§ Action item: From the line containing "positive clicks: (798, 838) (775, 816)" down to the line containing "positive clicks: (689, 846)" in the records below, reproduce every line exactly, ends included, and omit all others.

Collected data entries
<<<<
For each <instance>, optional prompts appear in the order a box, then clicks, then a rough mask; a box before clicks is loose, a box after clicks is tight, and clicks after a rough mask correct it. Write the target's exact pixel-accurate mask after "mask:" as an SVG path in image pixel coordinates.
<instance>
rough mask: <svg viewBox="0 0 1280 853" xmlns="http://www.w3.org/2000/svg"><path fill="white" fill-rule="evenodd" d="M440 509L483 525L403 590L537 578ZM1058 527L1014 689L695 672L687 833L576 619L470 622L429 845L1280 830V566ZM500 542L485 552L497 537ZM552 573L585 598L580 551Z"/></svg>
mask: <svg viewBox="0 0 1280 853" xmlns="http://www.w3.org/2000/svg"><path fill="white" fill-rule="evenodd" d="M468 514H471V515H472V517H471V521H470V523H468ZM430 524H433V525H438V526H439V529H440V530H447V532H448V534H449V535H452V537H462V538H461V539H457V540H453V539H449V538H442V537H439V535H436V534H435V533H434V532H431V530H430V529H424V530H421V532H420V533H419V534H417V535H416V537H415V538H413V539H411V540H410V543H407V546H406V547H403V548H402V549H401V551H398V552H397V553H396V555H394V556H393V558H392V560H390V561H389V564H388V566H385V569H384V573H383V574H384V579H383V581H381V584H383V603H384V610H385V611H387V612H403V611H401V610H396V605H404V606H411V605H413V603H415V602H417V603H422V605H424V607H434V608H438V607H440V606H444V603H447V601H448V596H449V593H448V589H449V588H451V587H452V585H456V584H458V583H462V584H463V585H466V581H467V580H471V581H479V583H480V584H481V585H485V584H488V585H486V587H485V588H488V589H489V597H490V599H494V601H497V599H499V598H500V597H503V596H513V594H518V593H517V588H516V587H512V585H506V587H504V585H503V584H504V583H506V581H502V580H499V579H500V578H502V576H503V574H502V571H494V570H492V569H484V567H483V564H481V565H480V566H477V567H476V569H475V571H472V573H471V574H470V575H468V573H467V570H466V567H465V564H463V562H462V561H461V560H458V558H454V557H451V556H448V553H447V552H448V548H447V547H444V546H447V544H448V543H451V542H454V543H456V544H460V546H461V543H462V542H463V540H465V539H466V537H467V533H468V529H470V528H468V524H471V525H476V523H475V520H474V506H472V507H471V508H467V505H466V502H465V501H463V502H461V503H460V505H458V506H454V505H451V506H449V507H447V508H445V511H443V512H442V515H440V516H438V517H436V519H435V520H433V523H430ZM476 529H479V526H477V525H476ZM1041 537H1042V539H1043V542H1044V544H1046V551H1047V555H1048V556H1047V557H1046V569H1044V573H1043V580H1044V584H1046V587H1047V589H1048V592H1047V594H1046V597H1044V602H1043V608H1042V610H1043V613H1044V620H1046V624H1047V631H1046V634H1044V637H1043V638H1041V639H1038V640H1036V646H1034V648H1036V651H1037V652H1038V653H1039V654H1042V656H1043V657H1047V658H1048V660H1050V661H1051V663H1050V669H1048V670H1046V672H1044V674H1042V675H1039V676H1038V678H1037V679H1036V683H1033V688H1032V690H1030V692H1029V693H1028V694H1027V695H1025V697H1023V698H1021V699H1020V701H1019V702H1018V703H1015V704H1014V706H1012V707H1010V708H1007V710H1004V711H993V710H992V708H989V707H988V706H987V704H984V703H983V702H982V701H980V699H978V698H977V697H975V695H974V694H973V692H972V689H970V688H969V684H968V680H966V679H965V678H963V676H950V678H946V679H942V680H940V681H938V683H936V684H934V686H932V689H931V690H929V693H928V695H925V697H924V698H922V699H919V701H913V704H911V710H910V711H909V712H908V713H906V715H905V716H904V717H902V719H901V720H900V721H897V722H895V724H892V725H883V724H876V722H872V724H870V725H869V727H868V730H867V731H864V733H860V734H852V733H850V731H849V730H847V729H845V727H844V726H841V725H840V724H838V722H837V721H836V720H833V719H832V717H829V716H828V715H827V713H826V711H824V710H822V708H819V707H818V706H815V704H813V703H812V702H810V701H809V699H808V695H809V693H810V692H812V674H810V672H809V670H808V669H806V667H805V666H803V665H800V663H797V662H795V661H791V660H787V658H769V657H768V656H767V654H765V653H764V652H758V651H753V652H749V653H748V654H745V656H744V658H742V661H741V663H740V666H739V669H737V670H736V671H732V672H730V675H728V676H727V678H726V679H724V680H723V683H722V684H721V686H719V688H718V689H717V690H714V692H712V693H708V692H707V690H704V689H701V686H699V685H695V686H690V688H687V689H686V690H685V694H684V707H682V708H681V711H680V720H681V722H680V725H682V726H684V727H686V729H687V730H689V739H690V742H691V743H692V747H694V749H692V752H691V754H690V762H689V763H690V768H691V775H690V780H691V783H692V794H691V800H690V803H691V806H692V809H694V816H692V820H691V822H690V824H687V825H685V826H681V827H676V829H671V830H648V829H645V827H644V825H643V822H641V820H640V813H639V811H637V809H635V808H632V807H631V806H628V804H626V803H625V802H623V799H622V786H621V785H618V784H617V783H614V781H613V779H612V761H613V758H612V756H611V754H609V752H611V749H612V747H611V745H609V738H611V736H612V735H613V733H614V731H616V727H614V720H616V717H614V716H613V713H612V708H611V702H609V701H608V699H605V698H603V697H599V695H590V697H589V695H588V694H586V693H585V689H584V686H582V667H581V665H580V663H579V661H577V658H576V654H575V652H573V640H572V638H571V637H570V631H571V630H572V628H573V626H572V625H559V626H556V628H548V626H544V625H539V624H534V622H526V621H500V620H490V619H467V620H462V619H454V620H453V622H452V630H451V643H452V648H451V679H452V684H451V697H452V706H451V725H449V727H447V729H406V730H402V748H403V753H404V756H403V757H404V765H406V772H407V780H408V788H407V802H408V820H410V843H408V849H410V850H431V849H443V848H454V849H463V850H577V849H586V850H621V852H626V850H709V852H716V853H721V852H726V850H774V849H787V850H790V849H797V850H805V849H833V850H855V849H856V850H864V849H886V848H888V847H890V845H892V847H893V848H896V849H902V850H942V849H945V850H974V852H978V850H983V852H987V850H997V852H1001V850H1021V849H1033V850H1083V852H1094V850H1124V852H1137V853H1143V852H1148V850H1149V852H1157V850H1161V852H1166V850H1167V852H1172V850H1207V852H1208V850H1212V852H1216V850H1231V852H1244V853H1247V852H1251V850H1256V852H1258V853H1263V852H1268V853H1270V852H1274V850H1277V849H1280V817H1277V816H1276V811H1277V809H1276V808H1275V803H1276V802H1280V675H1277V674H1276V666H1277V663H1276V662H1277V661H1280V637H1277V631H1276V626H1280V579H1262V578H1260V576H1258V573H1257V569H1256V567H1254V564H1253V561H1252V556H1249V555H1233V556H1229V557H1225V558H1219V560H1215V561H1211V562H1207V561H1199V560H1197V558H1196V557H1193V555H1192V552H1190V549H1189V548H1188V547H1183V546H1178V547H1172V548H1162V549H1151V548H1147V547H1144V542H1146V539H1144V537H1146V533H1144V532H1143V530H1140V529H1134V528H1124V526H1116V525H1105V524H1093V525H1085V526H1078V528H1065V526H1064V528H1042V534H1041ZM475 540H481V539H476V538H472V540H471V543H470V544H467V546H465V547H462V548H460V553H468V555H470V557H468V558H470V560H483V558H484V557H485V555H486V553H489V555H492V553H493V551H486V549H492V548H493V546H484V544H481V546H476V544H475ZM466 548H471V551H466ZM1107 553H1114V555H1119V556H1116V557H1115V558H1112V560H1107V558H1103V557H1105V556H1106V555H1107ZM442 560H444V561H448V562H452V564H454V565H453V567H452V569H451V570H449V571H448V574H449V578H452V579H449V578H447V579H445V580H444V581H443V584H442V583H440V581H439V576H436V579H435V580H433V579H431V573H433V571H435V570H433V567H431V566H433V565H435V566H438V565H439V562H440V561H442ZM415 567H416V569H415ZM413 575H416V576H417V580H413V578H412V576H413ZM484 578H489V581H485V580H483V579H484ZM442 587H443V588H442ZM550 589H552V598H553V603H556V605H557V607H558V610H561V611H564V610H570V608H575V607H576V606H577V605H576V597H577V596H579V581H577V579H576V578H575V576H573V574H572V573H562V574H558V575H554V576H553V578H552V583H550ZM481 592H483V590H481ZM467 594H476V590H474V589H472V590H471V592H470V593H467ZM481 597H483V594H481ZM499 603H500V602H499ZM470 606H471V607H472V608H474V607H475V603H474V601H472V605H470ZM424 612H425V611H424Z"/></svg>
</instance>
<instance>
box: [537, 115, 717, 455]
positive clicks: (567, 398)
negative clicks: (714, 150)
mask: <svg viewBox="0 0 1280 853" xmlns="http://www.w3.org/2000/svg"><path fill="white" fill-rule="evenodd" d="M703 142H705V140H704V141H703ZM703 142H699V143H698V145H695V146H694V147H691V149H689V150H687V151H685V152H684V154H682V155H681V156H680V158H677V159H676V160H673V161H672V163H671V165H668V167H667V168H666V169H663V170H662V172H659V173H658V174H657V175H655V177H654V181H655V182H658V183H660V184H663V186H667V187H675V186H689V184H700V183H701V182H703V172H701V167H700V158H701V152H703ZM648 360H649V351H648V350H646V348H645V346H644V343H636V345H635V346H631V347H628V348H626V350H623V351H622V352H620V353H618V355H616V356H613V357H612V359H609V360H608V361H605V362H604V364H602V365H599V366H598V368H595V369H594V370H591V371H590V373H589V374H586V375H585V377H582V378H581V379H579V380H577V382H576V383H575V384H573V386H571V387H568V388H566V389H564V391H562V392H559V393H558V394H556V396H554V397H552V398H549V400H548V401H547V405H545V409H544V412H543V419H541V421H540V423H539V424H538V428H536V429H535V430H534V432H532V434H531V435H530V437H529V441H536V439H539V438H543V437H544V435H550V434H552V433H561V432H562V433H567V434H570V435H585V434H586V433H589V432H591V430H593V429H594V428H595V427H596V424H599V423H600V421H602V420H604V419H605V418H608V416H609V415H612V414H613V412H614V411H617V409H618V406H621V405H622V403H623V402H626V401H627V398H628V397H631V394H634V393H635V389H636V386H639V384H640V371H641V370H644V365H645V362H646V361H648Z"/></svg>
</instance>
>>>>
<<<<
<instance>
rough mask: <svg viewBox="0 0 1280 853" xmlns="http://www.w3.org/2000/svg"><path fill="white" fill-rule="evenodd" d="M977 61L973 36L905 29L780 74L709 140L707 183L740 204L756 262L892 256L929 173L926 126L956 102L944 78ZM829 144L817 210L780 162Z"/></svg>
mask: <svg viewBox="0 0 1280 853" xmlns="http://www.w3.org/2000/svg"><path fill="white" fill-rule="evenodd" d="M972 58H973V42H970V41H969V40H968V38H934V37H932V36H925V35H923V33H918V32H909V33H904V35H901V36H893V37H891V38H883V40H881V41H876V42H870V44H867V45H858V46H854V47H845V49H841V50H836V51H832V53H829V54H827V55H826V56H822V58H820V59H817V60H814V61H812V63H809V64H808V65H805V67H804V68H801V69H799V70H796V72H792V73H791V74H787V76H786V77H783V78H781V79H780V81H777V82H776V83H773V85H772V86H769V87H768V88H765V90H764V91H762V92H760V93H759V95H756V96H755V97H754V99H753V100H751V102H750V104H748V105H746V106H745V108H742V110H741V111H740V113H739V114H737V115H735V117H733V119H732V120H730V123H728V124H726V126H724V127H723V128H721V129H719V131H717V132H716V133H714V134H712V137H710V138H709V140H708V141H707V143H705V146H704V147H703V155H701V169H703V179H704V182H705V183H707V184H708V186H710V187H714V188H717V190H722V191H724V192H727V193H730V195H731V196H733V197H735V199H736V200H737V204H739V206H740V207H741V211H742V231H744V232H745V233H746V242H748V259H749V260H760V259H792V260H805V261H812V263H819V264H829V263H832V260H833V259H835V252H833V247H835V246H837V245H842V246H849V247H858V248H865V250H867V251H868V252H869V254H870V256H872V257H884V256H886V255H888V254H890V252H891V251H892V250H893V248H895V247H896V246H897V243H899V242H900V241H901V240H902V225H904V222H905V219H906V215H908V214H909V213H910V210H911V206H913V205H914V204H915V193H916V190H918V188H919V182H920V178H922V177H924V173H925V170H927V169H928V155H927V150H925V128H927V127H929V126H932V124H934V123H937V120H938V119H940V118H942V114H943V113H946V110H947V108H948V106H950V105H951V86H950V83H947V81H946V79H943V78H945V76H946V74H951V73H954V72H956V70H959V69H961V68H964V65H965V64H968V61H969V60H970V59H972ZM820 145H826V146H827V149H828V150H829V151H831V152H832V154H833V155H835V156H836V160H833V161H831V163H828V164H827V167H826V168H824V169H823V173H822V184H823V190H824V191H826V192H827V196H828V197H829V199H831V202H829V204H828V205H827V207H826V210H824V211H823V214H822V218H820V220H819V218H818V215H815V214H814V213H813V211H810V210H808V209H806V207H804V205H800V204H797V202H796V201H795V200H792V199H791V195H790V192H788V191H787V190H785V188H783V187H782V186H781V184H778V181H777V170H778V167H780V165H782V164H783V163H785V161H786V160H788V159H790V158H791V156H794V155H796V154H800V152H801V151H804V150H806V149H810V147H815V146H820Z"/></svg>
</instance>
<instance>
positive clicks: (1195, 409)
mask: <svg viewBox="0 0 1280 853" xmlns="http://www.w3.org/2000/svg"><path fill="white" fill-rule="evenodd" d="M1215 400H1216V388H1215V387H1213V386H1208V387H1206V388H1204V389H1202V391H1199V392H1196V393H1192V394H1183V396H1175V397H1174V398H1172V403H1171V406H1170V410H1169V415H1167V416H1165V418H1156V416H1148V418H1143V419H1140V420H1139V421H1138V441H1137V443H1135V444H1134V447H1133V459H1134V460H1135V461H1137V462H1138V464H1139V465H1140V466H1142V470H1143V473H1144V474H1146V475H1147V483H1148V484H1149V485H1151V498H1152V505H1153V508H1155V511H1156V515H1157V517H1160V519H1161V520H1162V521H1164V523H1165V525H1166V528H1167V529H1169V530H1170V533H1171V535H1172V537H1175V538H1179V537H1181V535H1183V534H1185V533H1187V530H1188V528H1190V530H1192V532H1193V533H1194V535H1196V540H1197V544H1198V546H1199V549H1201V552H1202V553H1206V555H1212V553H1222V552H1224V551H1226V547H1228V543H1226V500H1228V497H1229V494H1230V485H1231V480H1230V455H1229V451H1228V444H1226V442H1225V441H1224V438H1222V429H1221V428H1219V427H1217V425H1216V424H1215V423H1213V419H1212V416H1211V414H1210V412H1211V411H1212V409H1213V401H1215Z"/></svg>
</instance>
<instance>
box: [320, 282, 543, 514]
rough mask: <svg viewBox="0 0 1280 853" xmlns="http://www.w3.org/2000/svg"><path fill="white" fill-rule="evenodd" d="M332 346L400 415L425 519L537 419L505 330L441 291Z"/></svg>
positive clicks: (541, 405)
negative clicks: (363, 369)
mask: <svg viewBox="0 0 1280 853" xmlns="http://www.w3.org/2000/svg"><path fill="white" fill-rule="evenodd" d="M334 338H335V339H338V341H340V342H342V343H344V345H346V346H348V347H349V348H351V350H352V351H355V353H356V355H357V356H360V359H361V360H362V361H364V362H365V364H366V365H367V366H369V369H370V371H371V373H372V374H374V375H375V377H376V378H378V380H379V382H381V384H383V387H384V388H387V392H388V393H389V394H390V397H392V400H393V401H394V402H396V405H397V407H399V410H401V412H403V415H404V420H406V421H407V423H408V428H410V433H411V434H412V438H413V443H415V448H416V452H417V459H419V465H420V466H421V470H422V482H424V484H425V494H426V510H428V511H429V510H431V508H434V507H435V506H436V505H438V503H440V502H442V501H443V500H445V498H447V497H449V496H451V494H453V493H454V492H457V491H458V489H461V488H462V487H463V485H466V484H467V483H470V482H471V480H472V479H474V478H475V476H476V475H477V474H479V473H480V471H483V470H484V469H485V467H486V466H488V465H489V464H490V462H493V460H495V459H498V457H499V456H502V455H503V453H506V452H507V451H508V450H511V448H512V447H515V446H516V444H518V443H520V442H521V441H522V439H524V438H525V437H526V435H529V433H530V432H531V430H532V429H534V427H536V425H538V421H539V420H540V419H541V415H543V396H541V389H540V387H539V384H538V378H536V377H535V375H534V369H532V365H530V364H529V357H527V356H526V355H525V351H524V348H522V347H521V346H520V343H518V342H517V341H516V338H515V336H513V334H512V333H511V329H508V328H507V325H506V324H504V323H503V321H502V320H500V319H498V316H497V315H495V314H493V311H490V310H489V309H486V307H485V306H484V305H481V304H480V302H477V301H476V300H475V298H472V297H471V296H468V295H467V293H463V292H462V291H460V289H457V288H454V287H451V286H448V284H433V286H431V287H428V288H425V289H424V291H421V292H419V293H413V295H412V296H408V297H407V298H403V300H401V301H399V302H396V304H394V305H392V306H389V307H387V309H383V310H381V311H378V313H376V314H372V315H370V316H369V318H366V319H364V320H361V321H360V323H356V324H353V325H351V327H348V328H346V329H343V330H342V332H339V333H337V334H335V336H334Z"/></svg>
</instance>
>>>>
<<<<
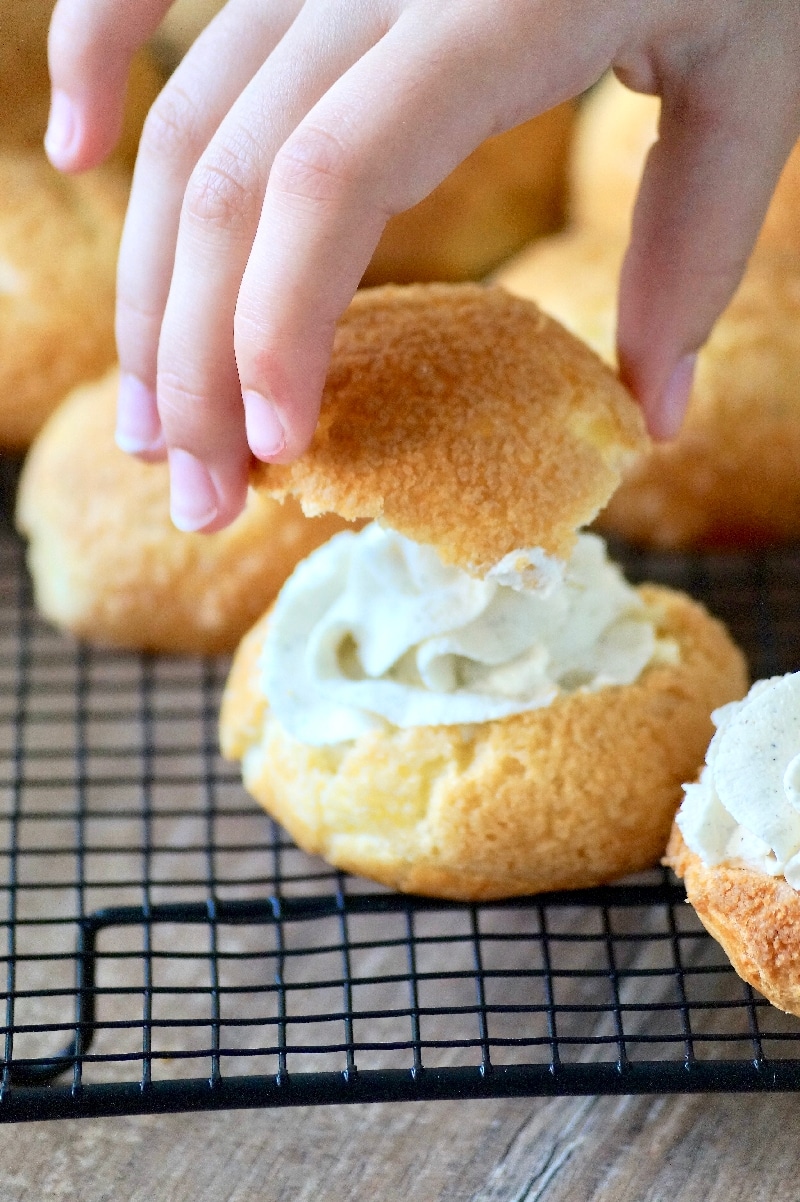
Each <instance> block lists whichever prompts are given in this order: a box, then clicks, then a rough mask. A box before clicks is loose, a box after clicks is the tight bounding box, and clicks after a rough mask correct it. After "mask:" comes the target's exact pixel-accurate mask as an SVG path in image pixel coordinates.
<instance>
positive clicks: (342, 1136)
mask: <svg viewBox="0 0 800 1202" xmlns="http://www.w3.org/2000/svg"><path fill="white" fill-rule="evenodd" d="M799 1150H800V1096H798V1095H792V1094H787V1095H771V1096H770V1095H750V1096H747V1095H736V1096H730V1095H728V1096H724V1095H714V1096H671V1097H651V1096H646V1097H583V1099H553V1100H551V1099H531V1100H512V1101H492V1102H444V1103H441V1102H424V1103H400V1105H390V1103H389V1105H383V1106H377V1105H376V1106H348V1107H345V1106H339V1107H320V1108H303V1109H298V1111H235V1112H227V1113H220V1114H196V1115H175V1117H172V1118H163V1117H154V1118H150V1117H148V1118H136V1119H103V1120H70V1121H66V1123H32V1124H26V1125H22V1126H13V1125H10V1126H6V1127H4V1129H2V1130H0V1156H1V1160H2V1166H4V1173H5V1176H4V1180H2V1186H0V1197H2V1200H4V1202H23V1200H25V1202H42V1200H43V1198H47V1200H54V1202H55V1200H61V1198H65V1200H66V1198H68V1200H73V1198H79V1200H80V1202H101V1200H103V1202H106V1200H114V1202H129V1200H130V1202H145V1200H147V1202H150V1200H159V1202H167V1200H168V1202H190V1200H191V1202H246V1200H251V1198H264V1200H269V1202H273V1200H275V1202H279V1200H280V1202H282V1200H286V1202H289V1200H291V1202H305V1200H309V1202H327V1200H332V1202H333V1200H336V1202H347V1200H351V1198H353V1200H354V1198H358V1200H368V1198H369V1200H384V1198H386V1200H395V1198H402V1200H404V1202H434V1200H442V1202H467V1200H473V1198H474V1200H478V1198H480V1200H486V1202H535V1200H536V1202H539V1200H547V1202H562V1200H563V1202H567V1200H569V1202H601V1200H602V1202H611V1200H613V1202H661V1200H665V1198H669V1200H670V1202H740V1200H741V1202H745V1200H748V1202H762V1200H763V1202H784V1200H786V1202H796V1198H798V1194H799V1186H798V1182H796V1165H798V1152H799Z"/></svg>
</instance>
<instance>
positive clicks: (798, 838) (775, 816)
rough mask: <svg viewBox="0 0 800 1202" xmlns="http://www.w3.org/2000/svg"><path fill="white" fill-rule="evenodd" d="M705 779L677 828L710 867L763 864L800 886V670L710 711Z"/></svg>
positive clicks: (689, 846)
>>>>
§ Solution below:
positive clicks: (798, 838) (775, 816)
rough mask: <svg viewBox="0 0 800 1202" xmlns="http://www.w3.org/2000/svg"><path fill="white" fill-rule="evenodd" d="M705 779L677 828L710 867L763 864L800 886V670L710 711Z"/></svg>
positive clicks: (689, 846)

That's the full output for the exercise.